Try it = Nothing but the line holding "of the asphalt" and the lines after it, through the end of the records, should be set down, each exactly as it is.

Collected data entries
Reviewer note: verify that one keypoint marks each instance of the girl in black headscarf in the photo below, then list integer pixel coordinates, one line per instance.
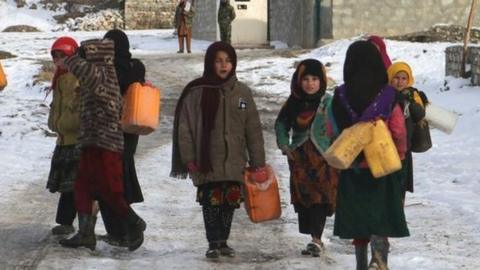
(129, 70)
(369, 209)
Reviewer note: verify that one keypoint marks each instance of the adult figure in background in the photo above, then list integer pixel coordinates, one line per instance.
(183, 23)
(226, 14)
(128, 71)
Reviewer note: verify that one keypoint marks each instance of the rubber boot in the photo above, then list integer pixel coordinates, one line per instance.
(380, 247)
(180, 44)
(85, 237)
(361, 255)
(135, 226)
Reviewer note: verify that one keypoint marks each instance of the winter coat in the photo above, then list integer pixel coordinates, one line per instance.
(101, 101)
(316, 133)
(226, 14)
(3, 78)
(237, 132)
(183, 17)
(64, 116)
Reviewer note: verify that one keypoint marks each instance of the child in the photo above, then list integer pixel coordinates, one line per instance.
(183, 23)
(128, 70)
(216, 124)
(101, 138)
(3, 78)
(226, 14)
(412, 103)
(313, 184)
(64, 119)
(368, 208)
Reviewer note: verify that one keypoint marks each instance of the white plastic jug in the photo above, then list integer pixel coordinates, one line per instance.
(440, 118)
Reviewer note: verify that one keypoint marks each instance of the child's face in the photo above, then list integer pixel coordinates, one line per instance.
(310, 84)
(58, 58)
(400, 80)
(223, 65)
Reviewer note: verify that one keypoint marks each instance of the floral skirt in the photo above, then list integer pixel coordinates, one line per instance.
(220, 193)
(312, 180)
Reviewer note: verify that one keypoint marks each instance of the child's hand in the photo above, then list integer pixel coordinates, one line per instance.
(192, 166)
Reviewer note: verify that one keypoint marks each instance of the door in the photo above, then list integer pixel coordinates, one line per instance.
(251, 24)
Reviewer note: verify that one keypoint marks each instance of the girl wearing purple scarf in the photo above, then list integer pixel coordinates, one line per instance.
(368, 209)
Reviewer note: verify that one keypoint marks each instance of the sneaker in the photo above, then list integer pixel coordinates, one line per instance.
(113, 241)
(62, 229)
(312, 249)
(212, 253)
(226, 251)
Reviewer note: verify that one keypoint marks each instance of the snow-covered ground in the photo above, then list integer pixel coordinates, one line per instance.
(443, 213)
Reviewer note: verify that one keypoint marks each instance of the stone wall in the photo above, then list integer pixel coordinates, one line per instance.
(453, 62)
(395, 17)
(149, 14)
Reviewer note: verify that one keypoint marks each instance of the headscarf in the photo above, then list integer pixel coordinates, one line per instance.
(378, 41)
(365, 80)
(211, 86)
(300, 106)
(400, 66)
(123, 59)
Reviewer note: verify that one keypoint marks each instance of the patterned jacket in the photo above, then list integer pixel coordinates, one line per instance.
(100, 98)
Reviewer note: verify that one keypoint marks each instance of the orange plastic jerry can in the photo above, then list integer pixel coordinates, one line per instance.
(141, 109)
(262, 198)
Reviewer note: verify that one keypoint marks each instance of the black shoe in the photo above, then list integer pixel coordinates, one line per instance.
(312, 249)
(213, 253)
(226, 251)
(135, 227)
(63, 229)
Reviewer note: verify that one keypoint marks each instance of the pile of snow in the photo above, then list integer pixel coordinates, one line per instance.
(102, 20)
(40, 18)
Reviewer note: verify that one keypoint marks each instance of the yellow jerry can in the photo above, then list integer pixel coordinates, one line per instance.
(381, 153)
(348, 145)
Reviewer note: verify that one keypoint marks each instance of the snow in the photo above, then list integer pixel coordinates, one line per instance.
(442, 213)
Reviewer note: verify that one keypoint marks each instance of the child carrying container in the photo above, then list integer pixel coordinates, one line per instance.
(313, 183)
(216, 124)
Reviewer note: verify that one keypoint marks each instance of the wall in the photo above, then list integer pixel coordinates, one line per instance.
(395, 17)
(205, 20)
(148, 14)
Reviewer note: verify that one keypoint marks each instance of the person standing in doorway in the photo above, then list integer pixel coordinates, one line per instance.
(226, 14)
(183, 23)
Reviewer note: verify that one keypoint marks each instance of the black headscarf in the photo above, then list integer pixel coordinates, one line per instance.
(212, 85)
(123, 60)
(364, 75)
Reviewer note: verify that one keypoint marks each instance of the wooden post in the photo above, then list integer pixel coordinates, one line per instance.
(466, 39)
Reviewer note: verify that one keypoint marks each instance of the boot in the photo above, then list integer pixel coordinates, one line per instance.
(180, 44)
(85, 236)
(361, 255)
(135, 226)
(380, 247)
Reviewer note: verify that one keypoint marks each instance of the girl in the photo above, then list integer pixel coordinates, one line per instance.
(216, 124)
(183, 23)
(128, 71)
(64, 119)
(412, 102)
(382, 48)
(368, 209)
(313, 184)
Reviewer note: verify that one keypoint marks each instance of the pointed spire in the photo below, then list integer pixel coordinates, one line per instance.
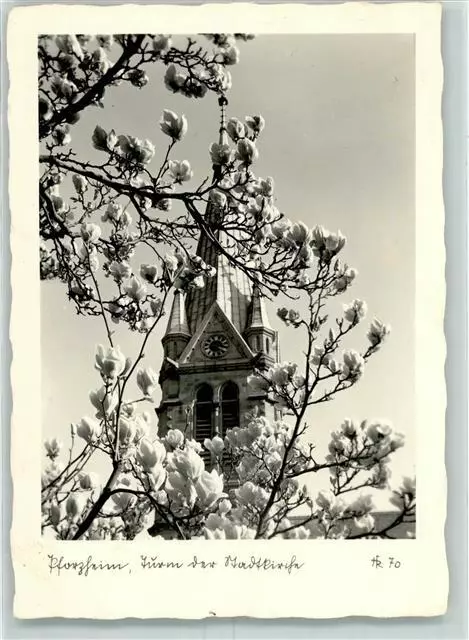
(258, 313)
(223, 102)
(177, 322)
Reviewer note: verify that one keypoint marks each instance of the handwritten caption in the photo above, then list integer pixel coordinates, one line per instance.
(59, 564)
(377, 562)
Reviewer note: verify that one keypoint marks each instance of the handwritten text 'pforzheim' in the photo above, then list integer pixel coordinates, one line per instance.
(59, 564)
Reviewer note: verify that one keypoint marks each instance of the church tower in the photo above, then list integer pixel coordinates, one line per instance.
(214, 339)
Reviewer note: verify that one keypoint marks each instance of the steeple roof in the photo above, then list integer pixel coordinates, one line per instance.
(230, 287)
(177, 321)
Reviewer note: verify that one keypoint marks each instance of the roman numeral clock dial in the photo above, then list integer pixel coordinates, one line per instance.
(215, 346)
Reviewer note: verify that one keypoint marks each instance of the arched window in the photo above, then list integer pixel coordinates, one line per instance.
(203, 418)
(229, 407)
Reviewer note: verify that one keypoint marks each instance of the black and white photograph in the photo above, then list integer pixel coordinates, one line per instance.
(231, 308)
(233, 282)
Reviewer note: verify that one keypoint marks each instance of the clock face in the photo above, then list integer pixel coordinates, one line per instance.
(215, 346)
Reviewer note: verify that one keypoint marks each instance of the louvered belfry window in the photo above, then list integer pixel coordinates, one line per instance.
(204, 415)
(229, 407)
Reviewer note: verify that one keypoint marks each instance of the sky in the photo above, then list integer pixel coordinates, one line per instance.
(339, 143)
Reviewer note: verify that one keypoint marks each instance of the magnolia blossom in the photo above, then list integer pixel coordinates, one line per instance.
(215, 446)
(55, 513)
(104, 400)
(174, 438)
(45, 109)
(378, 431)
(264, 187)
(180, 170)
(90, 232)
(209, 488)
(247, 152)
(349, 429)
(74, 506)
(224, 506)
(53, 447)
(161, 43)
(345, 279)
(147, 380)
(220, 154)
(366, 522)
(355, 311)
(110, 361)
(230, 55)
(80, 183)
(173, 125)
(105, 40)
(149, 272)
(135, 289)
(255, 123)
(138, 77)
(88, 429)
(69, 45)
(377, 332)
(326, 244)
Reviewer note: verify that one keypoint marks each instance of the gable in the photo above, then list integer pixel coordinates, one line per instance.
(216, 323)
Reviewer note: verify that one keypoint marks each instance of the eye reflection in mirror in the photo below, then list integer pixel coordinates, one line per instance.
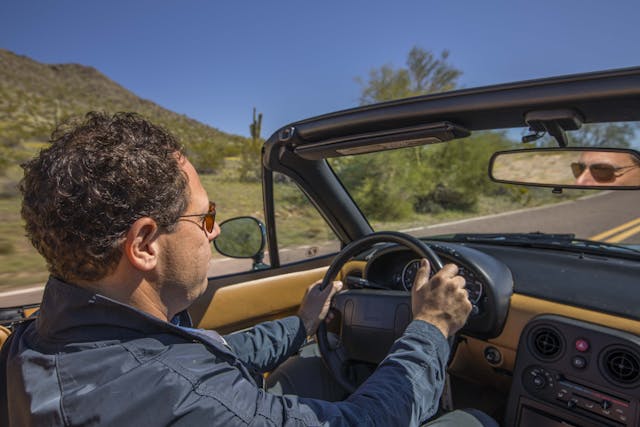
(571, 167)
(606, 168)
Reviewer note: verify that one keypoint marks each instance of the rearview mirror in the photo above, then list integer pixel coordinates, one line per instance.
(243, 237)
(574, 167)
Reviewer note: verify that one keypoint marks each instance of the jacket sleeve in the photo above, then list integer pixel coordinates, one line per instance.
(265, 346)
(403, 391)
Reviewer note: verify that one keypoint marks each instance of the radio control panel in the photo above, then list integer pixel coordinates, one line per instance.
(554, 388)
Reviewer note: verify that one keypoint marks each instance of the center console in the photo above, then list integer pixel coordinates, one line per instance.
(573, 373)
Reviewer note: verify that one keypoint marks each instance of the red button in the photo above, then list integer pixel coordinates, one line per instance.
(582, 345)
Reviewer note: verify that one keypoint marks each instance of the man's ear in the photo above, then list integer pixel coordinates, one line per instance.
(141, 244)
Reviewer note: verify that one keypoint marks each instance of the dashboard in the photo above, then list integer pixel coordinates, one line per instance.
(568, 370)
(489, 281)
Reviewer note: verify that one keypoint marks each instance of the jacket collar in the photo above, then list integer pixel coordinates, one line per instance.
(73, 313)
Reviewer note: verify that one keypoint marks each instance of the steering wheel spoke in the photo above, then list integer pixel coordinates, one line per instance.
(370, 319)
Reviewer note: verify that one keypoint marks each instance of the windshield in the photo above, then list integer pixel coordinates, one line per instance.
(444, 190)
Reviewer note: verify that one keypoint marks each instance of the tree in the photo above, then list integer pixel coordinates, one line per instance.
(617, 135)
(425, 73)
(250, 154)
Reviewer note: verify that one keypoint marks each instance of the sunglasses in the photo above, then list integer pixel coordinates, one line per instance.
(601, 172)
(208, 219)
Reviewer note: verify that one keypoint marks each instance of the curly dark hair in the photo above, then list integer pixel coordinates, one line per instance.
(100, 174)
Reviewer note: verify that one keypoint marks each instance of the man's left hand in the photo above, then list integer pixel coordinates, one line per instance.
(315, 305)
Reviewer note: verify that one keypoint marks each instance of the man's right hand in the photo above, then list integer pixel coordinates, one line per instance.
(442, 301)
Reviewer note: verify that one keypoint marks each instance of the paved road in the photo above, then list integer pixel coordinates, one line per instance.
(611, 216)
(588, 217)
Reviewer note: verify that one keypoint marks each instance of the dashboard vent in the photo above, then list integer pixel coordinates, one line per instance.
(546, 343)
(621, 365)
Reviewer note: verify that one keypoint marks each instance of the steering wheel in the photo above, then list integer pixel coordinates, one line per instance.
(371, 319)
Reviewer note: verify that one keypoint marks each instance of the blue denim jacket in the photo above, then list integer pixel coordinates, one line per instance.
(89, 360)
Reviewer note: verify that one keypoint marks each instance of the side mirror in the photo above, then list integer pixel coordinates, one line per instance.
(243, 237)
(569, 167)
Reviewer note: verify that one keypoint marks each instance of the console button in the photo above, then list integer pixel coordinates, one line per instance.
(582, 345)
(539, 381)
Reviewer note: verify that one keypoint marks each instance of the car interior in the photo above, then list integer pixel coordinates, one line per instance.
(553, 338)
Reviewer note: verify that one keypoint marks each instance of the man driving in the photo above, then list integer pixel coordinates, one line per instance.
(125, 226)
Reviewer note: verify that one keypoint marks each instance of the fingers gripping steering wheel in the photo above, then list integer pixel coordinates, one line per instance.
(371, 319)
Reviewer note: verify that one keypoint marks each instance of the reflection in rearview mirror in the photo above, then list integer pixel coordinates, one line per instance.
(575, 167)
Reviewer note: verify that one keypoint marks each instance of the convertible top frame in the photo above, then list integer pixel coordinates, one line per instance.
(597, 97)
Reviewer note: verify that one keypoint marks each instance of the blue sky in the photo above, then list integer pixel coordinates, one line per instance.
(215, 60)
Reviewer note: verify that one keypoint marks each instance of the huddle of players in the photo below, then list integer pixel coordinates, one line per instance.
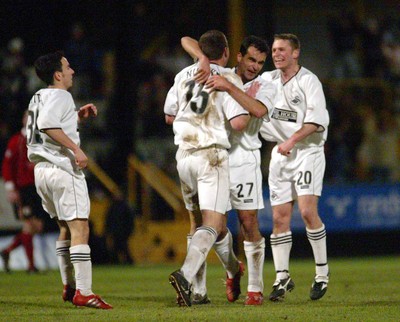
(216, 121)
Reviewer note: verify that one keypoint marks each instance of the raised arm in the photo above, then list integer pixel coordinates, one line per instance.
(252, 105)
(191, 46)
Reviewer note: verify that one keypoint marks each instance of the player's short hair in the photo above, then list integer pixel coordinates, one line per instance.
(256, 42)
(293, 40)
(47, 65)
(213, 43)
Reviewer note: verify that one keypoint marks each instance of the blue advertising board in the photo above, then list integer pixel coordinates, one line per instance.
(343, 208)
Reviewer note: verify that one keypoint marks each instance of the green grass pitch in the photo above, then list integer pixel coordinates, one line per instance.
(360, 289)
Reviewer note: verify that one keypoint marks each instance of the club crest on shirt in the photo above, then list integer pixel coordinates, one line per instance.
(284, 115)
(296, 100)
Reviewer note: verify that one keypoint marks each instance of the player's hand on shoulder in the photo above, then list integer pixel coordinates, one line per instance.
(253, 89)
(218, 82)
(203, 71)
(81, 159)
(87, 110)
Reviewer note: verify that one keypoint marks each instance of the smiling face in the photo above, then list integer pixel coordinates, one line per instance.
(284, 56)
(64, 78)
(250, 65)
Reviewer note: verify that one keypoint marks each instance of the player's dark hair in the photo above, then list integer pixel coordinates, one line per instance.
(213, 43)
(47, 65)
(294, 41)
(256, 42)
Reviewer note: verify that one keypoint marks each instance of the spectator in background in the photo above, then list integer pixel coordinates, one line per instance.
(391, 53)
(371, 46)
(79, 51)
(17, 172)
(380, 163)
(13, 82)
(344, 32)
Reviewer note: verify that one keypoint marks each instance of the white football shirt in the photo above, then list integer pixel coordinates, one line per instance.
(248, 139)
(300, 100)
(201, 117)
(52, 108)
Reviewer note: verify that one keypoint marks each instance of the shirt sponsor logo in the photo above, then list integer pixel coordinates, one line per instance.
(283, 115)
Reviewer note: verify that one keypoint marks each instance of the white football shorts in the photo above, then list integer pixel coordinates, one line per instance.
(246, 179)
(301, 173)
(63, 195)
(204, 176)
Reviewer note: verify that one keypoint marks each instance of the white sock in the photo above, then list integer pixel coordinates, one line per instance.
(80, 258)
(281, 244)
(202, 241)
(224, 250)
(317, 239)
(255, 254)
(199, 281)
(64, 262)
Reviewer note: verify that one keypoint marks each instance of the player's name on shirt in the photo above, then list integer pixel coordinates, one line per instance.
(283, 115)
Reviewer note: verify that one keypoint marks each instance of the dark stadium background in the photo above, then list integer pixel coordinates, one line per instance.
(45, 25)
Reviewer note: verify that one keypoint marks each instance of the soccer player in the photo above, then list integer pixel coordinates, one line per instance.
(53, 145)
(19, 183)
(299, 124)
(202, 121)
(244, 155)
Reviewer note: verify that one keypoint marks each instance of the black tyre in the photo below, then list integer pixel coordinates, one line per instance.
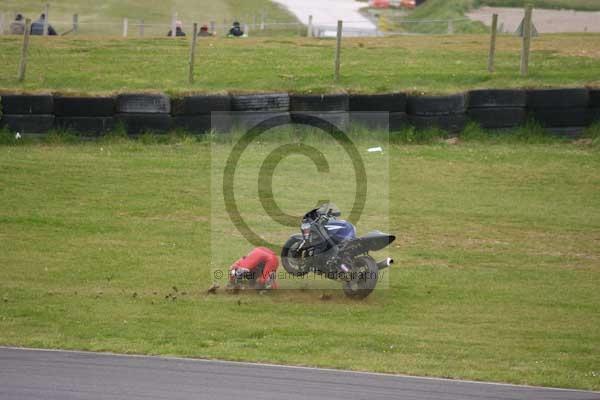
(248, 120)
(340, 120)
(290, 261)
(559, 117)
(365, 274)
(450, 123)
(28, 123)
(497, 118)
(261, 102)
(392, 102)
(311, 102)
(87, 125)
(594, 98)
(497, 98)
(84, 106)
(573, 132)
(558, 98)
(197, 124)
(144, 123)
(198, 105)
(398, 121)
(143, 104)
(437, 105)
(377, 121)
(20, 104)
(594, 115)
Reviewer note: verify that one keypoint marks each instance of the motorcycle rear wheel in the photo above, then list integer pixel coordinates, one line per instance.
(365, 275)
(290, 261)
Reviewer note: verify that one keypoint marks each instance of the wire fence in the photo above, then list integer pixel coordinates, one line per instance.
(257, 25)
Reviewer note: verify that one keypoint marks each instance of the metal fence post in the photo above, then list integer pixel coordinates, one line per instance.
(193, 54)
(338, 50)
(174, 25)
(492, 55)
(23, 63)
(526, 40)
(47, 16)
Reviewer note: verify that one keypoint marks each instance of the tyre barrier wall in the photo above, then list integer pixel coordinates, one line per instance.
(561, 111)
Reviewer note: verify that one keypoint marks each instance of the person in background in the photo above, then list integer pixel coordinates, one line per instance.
(37, 27)
(17, 27)
(204, 31)
(178, 30)
(236, 30)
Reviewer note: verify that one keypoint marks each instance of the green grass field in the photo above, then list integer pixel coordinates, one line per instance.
(411, 64)
(106, 17)
(497, 270)
(435, 13)
(581, 5)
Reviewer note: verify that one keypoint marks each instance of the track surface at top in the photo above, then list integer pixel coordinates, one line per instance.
(64, 375)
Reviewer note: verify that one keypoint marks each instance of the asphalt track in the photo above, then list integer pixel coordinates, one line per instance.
(52, 375)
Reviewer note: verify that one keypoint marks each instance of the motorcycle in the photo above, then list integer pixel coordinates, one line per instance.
(329, 246)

Exercise response =
Reviewer note: verify that one keypoint marks each instance of the asphalt track in the photo above, then list integer pixel coordinates, one line per instance.
(52, 375)
Reviewer note: verify that one keypoint marks each instance of the motorcycle in the photo above, then list integer pixel coordinates, one line per instance.
(329, 246)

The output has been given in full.